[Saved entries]
>>>>>

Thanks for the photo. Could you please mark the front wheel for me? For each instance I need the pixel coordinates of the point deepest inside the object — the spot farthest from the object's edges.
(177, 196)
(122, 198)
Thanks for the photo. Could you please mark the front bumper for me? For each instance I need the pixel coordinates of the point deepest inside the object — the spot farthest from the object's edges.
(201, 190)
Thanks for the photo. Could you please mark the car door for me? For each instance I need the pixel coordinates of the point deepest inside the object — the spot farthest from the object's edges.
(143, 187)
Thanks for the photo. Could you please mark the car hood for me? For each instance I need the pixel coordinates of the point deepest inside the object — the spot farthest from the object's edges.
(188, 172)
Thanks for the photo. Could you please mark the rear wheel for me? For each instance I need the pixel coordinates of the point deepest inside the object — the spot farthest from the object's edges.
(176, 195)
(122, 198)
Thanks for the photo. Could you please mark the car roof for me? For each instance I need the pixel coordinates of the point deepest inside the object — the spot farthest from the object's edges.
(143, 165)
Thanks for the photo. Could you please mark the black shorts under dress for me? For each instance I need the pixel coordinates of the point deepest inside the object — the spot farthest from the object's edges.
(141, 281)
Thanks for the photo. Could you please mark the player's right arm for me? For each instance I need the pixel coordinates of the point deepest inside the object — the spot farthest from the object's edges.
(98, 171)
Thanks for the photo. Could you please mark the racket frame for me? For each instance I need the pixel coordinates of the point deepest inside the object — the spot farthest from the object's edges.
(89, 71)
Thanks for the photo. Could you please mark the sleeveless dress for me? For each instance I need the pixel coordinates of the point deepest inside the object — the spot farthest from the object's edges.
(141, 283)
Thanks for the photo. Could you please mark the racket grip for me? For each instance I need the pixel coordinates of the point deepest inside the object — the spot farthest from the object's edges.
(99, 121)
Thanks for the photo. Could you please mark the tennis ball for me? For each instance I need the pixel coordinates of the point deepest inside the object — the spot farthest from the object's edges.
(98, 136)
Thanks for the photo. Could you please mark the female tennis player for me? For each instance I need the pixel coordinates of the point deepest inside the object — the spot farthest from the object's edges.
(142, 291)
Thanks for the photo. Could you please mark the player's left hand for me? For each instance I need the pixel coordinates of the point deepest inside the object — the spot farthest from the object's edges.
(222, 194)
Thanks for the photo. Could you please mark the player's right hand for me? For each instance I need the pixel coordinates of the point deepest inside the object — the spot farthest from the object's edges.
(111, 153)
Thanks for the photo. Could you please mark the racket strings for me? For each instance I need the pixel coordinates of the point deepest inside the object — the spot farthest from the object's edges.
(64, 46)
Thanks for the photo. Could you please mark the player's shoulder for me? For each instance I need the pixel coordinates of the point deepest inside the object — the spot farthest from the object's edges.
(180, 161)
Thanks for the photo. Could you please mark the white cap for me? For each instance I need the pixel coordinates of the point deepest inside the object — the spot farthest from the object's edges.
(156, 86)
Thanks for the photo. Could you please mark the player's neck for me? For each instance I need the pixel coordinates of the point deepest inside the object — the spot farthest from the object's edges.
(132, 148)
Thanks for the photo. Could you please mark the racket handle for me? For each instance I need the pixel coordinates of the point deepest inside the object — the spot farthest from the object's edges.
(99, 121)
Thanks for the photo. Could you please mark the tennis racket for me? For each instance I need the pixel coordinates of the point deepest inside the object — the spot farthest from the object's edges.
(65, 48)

<<<<<

Restate the records above word for word.

Thanks for the photo. Could you please mark the front wheel for me? For each instance I need the pixel coordinates of the point deepest inside the object — the spot farthest from the object's edges.
(177, 196)
(122, 198)
Thanks for the photo. Could you please mark the front bumper for me? For each instance I need the pixel coordinates of the point deepest inside the object — the spot farthest from the object's edges.
(201, 190)
Thanks for the photo. Could you please mark the car door for me? For each instance I need the pixel coordinates of the point deepest inside the object — the spot farthest from the object's edges.
(143, 187)
Thanks for the photo. Could you please mark the car hood for me? For each instance I need the pixel coordinates of the point deepest inside the object — the spot farthest from the object's edges.
(188, 172)
Thanks for the photo. Could you please mark the rear wheel for me? For each instance I need the pixel coordinates of the point deepest inside the object — the spot farthest from the object's edges.
(176, 195)
(122, 198)
Thanks for the photo. Could you please mark the car roof for me? For each instance I need the pixel coordinates of the point deepest inside the object — the spot farthest from the object's edges.
(143, 165)
Thanks for the photo. Could you please mark the black shorts under dress for me? For each instance I need the pixel coordinates of the point deepest inside the object — the spot farthest from the object's edges.
(141, 281)
Thanks for the photo. Could you please mark the player's right arm for me? For each instance I need the pixel coordinates of the point deepest inside the object — the spot farthest from the object's edges.
(98, 171)
Thanks for the photo. Could you please mark the racket frame for me? For each instance I need the pixel coordinates of the point deepest inside the object — the spot farthest from the object's edges.
(89, 71)
Thanks for the photo. Could you please mark the sleeveless dress for me? For each instance I need the pixel coordinates of the point deepest inside the object — the spot farthest from the object's edges.
(141, 283)
Thanks for the photo. Could you please mark the racket grip for me? For each instance I need the pixel coordinates of the point deepest inside the object — the spot farthest from the object's edges.
(99, 121)
Thanks for the photo. Could you please mark the tennis ball for me? For each instance I need the pixel coordinates of the point deepest inside the object — the spot farthest from the object's edges.
(98, 136)
Thanks for the photo. Could you please mark the female tennis player for me? For each instance I need the pixel coordinates of the point deepest inside the object — the spot farthest from the object's edges.
(142, 291)
Thanks for the photo. Could you please mark the player's left hand for me? For each instance I need the pixel coordinates of the point deepest inside the object — the spot farthest from the object's edges.
(222, 194)
Thanks for the photo. Could you please mark the player's right hand for me? For each instance I need the pixel coordinates of the point deepest inside the object — the spot farthest from the object's edges.
(111, 153)
Thanks for the photo. Could you please mark the racket strings for me? For each instance I need the pixel coordinates of the point deepest inside the object — the spot farthest from the object's edges.
(64, 46)
Thanks for the photo. Could you please mark the player's shoulder for me? For each instance I need the pixel coordinates of the point deepest inside the object — the spot farthest from the object's edges.
(180, 161)
Thanks for the photo. Could you please mark the white cap for me? For each instance I need the pixel coordinates of the point deepest inside the object — the spot farthest from the object's edges.
(156, 86)
Thanks for the photo. Could you please mark the player's neck for me? For each instance I need the pixel coordinates of the point deepest inside the object — the spot farthest from the object's edges.
(132, 148)
Thanks for the photo. Could you please mark the racket handle for me? For each instance I need the pixel coordinates of the point deepest inside the object — the spot farthest from the object's edges.
(99, 121)
Thanks for the photo. Could you please mark the tennis racket for me? For each instance I need the pixel coordinates of the point deepest inside the object — the spot farthest from the object's edges.
(65, 48)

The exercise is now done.